**Given task 1:**
Give the raw rows below from the first row through the row containing "[14,176,33,182]" as a JSON list of strings, one string per row, leaving out blank rows.

Studio album by Robert Calvert
- Released: September 1981
- Recorded: 1981
- Studio: Free Range Studios, Covent Gardens, London
- Genre: Rock
- Label: A-Side Records
- Producer: Robert Calvert

Robert Calvert chronology
| Lucky Leif and the Longships (1975) | Hype (1981) | Freq (1984) |

= Hype (album) =

Hype is a 1981 album by singer Robert Calvert, the former frontman of British space-rock band Hawkwind.

It is subtitled The Songs of Tom Mahler as a tie-in to Calvert's only published novel Hype, the novel being a fictional account of the rise and death of a rock star.

The musicians used for the recording include three members of the band Bethnal, whom Calvert befriended during their support slot on Hawkwind's 1977 UK tour.

==Track listing==
All songs written by Robert Calvert.

1. "Over My Head" - 3:11
2. "Ambitious" - 3:37
3. "It's the Same" - 2:40
4. "Hanging Out On the Seafront" - 3:46
5. "Sensitive" - 3:37
6. "Evil Rock" - 4:39
7. "We Like to Be Frightened" - 2:59
8. "Teen Ballad of Deano" - 3:01
9. "Flight 105" - 3:53
10. "The Luminous Green Glow of the Dials of the Dashboard (At Night)" - 3:52
11. "Greenfly and the Rose" - 3:51
12. "Lord of the Hornets" - 3:58
- Bonus Tracks
13. "Over My Head" (different lyrics)

**Given task 2:**
Write out the Hype article word for word from "Robert Calvert chronology" to "1977 UK tour.".

**Raw rows:**

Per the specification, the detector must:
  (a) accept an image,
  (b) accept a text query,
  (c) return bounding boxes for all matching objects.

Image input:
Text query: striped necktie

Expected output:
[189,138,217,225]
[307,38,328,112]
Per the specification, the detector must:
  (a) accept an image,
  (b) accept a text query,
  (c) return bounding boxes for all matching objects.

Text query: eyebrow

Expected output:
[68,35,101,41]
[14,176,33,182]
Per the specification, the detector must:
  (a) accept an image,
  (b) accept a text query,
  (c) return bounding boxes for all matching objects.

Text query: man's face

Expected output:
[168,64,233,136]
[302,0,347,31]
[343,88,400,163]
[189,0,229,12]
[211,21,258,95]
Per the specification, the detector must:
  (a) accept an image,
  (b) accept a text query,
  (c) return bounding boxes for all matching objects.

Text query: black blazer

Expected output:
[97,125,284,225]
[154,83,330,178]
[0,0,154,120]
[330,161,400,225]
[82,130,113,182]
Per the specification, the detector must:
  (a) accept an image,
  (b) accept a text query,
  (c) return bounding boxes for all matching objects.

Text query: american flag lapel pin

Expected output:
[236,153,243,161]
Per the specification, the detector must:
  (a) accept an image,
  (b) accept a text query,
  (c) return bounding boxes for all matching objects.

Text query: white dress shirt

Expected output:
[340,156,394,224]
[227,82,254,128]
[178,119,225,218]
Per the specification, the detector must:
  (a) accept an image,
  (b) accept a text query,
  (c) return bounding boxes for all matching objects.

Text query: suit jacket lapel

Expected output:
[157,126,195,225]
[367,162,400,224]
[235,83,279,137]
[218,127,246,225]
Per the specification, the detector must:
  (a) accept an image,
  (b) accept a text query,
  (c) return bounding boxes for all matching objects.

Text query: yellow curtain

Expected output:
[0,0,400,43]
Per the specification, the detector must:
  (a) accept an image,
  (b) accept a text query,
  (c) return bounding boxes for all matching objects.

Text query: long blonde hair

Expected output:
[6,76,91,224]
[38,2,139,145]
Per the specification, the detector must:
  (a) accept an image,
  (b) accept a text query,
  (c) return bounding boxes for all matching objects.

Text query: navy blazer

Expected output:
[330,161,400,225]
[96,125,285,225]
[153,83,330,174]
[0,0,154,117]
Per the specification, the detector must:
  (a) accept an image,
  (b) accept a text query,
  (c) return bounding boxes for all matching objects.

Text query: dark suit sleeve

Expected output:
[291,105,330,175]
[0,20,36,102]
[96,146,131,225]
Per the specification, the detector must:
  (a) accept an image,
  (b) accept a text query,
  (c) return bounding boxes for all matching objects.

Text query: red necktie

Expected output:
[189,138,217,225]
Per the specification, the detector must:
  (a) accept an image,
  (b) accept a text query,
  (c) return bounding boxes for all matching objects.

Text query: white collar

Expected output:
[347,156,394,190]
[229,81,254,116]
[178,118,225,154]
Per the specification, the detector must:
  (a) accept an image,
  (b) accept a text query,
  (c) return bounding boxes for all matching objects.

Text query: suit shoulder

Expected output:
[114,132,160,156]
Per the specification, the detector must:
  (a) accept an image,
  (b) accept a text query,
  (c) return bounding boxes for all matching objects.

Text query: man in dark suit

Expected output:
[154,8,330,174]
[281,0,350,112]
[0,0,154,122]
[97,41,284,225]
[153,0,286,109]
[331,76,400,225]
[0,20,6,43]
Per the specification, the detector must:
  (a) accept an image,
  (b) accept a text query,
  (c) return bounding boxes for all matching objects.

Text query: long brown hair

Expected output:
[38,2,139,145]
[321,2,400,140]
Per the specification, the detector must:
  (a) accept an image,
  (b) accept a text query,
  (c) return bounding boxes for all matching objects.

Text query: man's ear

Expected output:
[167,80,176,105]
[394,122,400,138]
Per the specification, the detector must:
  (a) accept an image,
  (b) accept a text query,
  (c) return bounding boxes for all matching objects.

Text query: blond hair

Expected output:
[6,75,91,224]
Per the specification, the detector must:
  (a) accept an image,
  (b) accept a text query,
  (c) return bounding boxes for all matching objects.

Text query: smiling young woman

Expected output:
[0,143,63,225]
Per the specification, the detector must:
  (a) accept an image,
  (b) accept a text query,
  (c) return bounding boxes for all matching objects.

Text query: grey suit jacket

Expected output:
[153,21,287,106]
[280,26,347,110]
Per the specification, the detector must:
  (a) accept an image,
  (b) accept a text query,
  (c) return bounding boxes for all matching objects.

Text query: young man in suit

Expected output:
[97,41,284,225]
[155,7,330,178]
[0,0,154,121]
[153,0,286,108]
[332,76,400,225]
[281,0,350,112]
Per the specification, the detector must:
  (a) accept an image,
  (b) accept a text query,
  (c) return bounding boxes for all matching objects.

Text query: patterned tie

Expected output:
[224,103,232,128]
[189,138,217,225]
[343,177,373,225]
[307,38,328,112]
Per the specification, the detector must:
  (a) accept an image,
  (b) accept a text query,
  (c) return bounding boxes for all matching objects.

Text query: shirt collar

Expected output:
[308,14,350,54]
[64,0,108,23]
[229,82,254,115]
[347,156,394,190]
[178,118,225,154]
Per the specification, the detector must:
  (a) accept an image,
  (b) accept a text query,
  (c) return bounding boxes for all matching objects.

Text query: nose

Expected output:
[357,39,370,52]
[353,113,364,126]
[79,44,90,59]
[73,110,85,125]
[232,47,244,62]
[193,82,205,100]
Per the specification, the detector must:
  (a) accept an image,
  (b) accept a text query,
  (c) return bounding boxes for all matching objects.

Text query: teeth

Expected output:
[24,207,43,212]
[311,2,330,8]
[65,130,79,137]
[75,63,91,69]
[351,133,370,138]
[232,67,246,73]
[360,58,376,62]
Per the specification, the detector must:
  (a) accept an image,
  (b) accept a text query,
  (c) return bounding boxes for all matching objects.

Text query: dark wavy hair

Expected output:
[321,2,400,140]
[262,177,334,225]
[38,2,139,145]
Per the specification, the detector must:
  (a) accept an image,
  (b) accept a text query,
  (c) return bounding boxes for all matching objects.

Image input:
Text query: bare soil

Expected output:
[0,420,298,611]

**Reply 1:**
[
  "Per the specification, the detector must:",
  "  (a) accept an image,",
  "  (b) accept a text query,",
  "  (c) return bounding boxes for all matching objects.",
  "Image input:",
  "Text query: striped necktie",
  "Expected output:",
  "[189,138,217,225]",
  "[307,38,328,112]",
  "Per the specification, the detector must:",
  "  (a) accept an image,",
  "  (b) accept a text query,",
  "  (c) return bounding boxes for all matching objects.",
  "Text query: eyebrow",
  "Expected output:",
  "[68,35,101,41]",
  "[14,176,33,182]"
]

**Reply 2:**
Robert Calvert chronology
| Lucky Leif and the Longships (1975) | Hype (1981) | Freq (1984) |

= Hype (album) =

Hype is a 1981 album by singer Robert Calvert, the former frontman of British space-rock band Hawkwind.

It is subtitled The Songs of Tom Mahler as a tie-in to Calvert's only published novel Hype, the novel being a fictional account of the rise and death of a rock star.

The musicians used for the recording include three members of the band Bethnal, whom Calvert befriended during their support slot on Hawkwind's 1977 UK tour.